### To do
Everything in the records except the pictures should come back exactly as written.

### Material provided

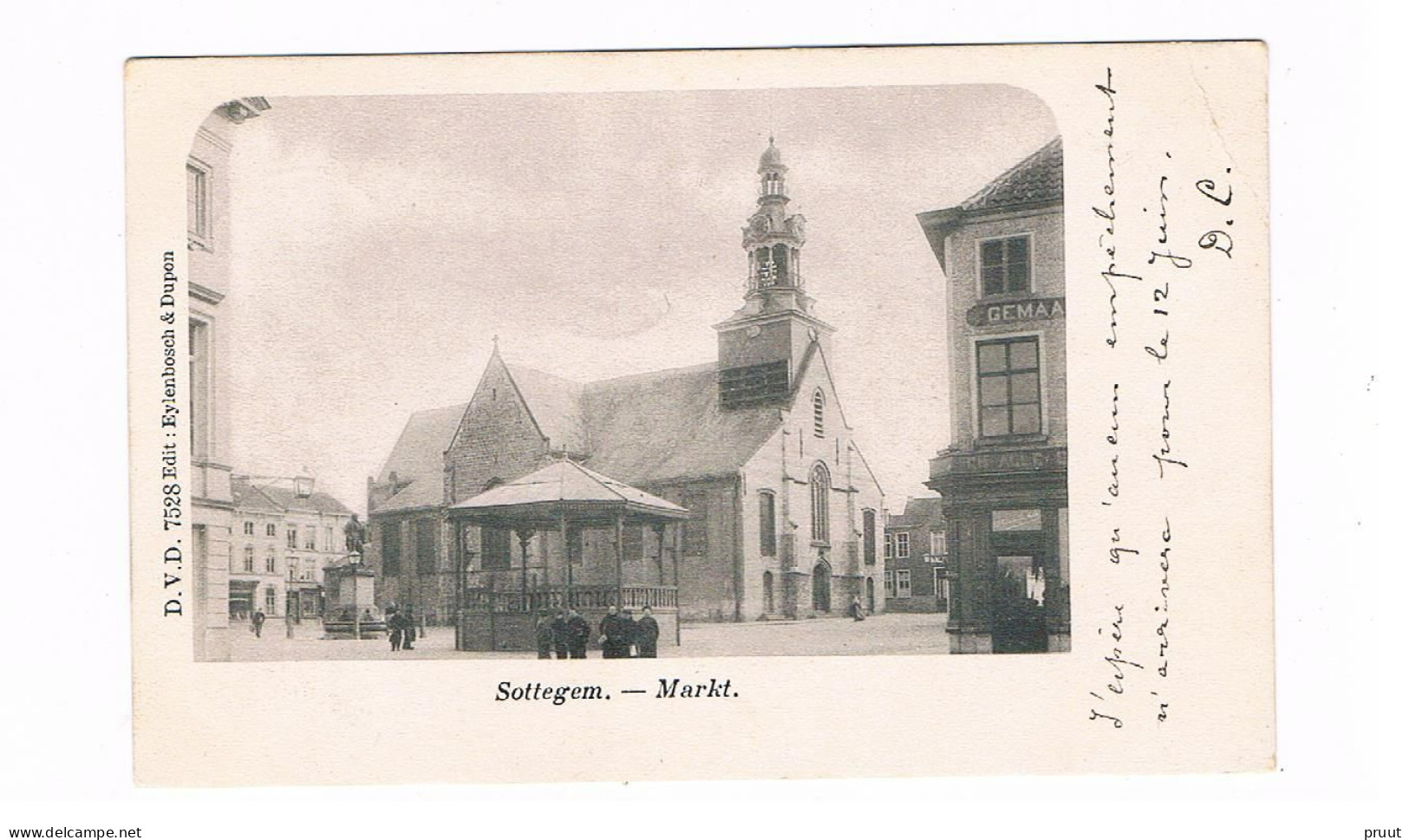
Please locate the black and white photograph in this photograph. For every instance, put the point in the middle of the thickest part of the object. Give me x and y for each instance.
(629, 375)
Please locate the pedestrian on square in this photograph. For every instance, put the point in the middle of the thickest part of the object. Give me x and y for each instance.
(615, 635)
(578, 633)
(559, 635)
(408, 628)
(395, 626)
(647, 633)
(543, 635)
(631, 633)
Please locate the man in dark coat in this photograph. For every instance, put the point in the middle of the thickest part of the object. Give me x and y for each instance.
(578, 633)
(543, 636)
(395, 626)
(647, 632)
(408, 628)
(559, 635)
(616, 635)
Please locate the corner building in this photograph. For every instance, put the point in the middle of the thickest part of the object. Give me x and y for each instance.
(1003, 477)
(210, 281)
(782, 506)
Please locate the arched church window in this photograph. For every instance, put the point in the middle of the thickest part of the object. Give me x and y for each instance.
(820, 504)
(766, 267)
(781, 263)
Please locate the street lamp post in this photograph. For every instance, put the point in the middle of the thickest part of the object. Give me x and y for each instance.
(356, 561)
(288, 606)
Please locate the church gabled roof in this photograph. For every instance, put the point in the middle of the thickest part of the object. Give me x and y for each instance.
(556, 405)
(669, 425)
(419, 459)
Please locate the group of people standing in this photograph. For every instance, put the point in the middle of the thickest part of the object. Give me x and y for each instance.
(620, 636)
(401, 628)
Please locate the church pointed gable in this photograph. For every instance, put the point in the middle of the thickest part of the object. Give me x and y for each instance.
(556, 407)
(498, 437)
(800, 398)
(669, 425)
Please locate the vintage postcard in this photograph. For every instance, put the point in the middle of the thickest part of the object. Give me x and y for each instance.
(884, 412)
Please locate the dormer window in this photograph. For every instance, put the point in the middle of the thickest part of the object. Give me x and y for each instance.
(1005, 265)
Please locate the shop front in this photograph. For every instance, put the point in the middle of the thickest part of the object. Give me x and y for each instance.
(1007, 550)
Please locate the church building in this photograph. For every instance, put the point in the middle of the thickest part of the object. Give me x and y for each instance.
(782, 508)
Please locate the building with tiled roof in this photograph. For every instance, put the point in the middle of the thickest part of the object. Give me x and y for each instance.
(1003, 475)
(285, 535)
(917, 558)
(782, 506)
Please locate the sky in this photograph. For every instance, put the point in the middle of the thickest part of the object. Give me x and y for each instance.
(382, 243)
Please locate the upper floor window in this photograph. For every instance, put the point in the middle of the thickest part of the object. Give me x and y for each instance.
(199, 353)
(695, 542)
(1007, 265)
(1008, 387)
(820, 504)
(390, 549)
(766, 523)
(868, 537)
(427, 546)
(198, 205)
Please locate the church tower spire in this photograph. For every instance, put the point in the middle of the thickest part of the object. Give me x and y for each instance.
(773, 238)
(764, 346)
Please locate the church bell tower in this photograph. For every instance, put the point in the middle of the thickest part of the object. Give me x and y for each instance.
(762, 344)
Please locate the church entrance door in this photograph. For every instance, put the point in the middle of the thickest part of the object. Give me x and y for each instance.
(822, 587)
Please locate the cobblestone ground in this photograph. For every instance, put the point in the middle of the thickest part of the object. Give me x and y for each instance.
(890, 635)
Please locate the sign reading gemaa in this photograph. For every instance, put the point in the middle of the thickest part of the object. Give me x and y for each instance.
(1012, 312)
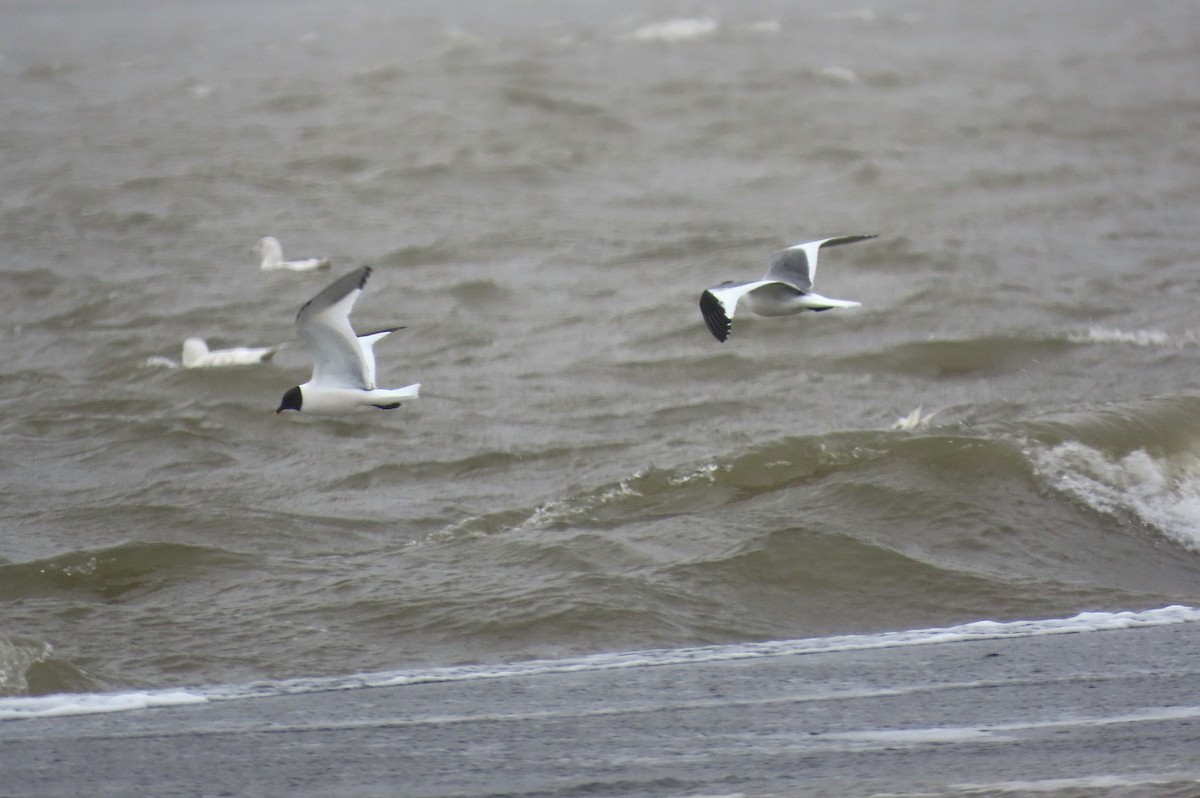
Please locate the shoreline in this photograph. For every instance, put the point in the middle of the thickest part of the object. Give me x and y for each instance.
(1108, 712)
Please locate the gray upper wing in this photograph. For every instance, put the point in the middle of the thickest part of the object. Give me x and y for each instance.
(798, 264)
(324, 325)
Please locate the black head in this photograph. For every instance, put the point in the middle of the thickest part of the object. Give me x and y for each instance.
(292, 401)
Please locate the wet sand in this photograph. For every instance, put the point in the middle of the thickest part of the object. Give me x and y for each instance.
(1104, 713)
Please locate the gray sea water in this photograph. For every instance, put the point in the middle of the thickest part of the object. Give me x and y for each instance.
(544, 189)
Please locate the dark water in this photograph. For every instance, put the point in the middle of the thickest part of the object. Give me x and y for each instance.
(544, 190)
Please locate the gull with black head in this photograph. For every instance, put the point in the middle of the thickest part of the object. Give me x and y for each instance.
(343, 361)
(784, 291)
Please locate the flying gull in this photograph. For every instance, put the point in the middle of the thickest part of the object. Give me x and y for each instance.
(343, 361)
(271, 252)
(198, 355)
(785, 289)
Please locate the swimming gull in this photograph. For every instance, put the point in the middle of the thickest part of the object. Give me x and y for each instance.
(198, 355)
(785, 289)
(271, 252)
(343, 361)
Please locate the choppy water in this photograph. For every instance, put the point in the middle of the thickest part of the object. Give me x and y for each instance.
(544, 190)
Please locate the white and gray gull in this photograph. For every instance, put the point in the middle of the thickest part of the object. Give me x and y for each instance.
(343, 361)
(271, 253)
(785, 289)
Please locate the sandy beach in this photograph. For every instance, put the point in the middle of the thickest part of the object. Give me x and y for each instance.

### Answer section
Please locate the black and white photograph in this photograph. For every instance, put the point in the middle of the thickest part of the object. Give me x and y for each instance.
(629, 375)
Please locate the pedestrian on square in this photograph. For every instance, put the point in the middle of the thickest part of the object. Give me x and y for each instance.
(615, 635)
(578, 633)
(559, 635)
(408, 628)
(395, 626)
(647, 633)
(543, 635)
(631, 633)
Please locate the man in dark coat in this photograph. For every instance, put the point in the middle of the thickest part of the object. Give me x and y for each instance.
(578, 633)
(543, 636)
(395, 626)
(647, 632)
(408, 628)
(559, 635)
(616, 635)
Please locate the corner building in this photograph. For every instance, put the point in the middle of the thickest part of the object. Give me x and y for each instance.
(1003, 477)
(210, 281)
(782, 506)
Please locate the arched church window in this photograph. For every instance, put the point in the middle of the thickest part of the object. Give me x and y for each instance.
(820, 504)
(766, 267)
(781, 263)
Please locate the street lamp post in this photograph. For every instance, put the point in the middle of the thickest part of the object. Give me x and y for each instance.
(356, 561)
(288, 606)
Please locate the church gabled roof in this photograph. For every instance, put the point in the middle of the thickest part of the object. Give me x and y for each instance.
(556, 405)
(669, 425)
(419, 459)
Please locate the group of people standing in this photograph. For every instance, put the point in the middle of the thickest part of the object. Give me x and y for each instance.
(620, 636)
(401, 628)
Please locate the church pointed gable in this photograph. For every instance, put the point in the middle of the thickest part of the object. Give me x and y for each instance.
(556, 407)
(498, 437)
(800, 398)
(669, 425)
Please locate the vintage postcard in this photograph. For every instance, put the point in the middle of the thickest part of the object. Give me x and y for each instance.
(884, 412)
Please locate the dormer window in this photograph. For every instance, put the point in the middle of the thickest part of the object. Give me x and y for each instance.
(1005, 265)
Please locate the shop front in this photograph. For every instance, put the point in the middle of the thickest part of the object. Give me x and y for each instance.
(1007, 550)
Please locate the church building in this photograph. For every instance, put the point in the middle of the thickest part of the object. Give me x and y for each instance.
(782, 508)
Please locate the building with tiled roof in this photograph. For every instance, put the point in the middle of the thickest part of the object. Give me x and y for each instance.
(1003, 475)
(285, 535)
(917, 558)
(782, 506)
Please locate the sky in this photograph. For every instance, put the point in the middle of the thickest part of the object. Give me x and y for each instance.
(382, 243)
Please locate the upper floor window in this photograph. For every instance, put the point in the middle of the thickest part of the object. Give me x and y for each instance.
(199, 353)
(695, 542)
(1007, 265)
(1008, 387)
(820, 504)
(390, 549)
(766, 523)
(868, 537)
(427, 546)
(198, 205)
Please locate the church tower spire in this photograph. For every instance, put the point in the middle of the thickest part of the object. Give me x and y for each instance.
(773, 238)
(764, 346)
Please locate the church bell tower in this photograph. For every instance, put the point in the middle of the thickest part of the object. Give me x and y for each instance.
(762, 344)
Please locate the church entrance door in this photograph. For every instance, put the point in the middle of the thickest part of the object. Give me x and y for each instance.
(822, 587)
Please locate the cobblestone ground in this photograph. For every instance, put the point in the middle of the thickest part of the object. Give me x and y for each instance.
(890, 635)
Please locate the sign reading gemaa in this photograph. For every instance, put the point in the middle of the thickest part of the object. Give me x and y for each instance.
(1012, 312)
Please locate the shoreline in this photograph. For every instance, put the point in the middle of the thickest part of the object. Give me x and y for each instance.
(1108, 712)
Please locate the gray upper wing in this photograph. For every instance, put the point in the middle of the thickest part of the object. Give me x and y for each instance.
(798, 264)
(324, 325)
Please locate the black head in this photograph. For every instance, put the point in the middle of the thickest part of the object. Give me x and y for each instance.
(292, 401)
Please locate the wet sand in this photograph. For every instance, put the point in the middle of the thickest part of the object. Give me x and y for each instance.
(1104, 713)
Please locate the gray sea water in this photograph. For every instance, put the point in the middle of the thickest part of the object. Give me x and y for each instance.
(544, 189)
Please locate the dark water in this photograph. For every instance, put the point in the middle of the thickest part of the object. Give me x and y for each instance.
(544, 190)
Please locate the gull with black head in this photograph. For every instance, put the point in the middle of the thickest part of the object. Give me x and y for each instance.
(343, 361)
(784, 291)
Please locate the flying gull in this photograph. For every instance, put the point in the middle of the thickest part of the object. Give me x and y for each instance.
(343, 361)
(271, 252)
(198, 355)
(785, 289)
Please locate the swimming gull in this photograph. For every instance, put the point in the middle of the thickest part of the object. Give me x and y for each instance.
(198, 355)
(785, 289)
(271, 252)
(343, 361)
Please locate the choppy water in this photograph. For every instance, put the point in the middle of the thickest part of the object. Give me x and y for each instance.
(544, 190)
Please locate the white and gray gull in this photograph. For every instance, put the point in the middle of the thickest part of the object. Give me x and y for each instance.
(343, 361)
(271, 253)
(785, 289)
Please locate the sandy beach in this photograph. For every instance, put the point in the middle of the thickest part of the object. Give me x and y for each instance.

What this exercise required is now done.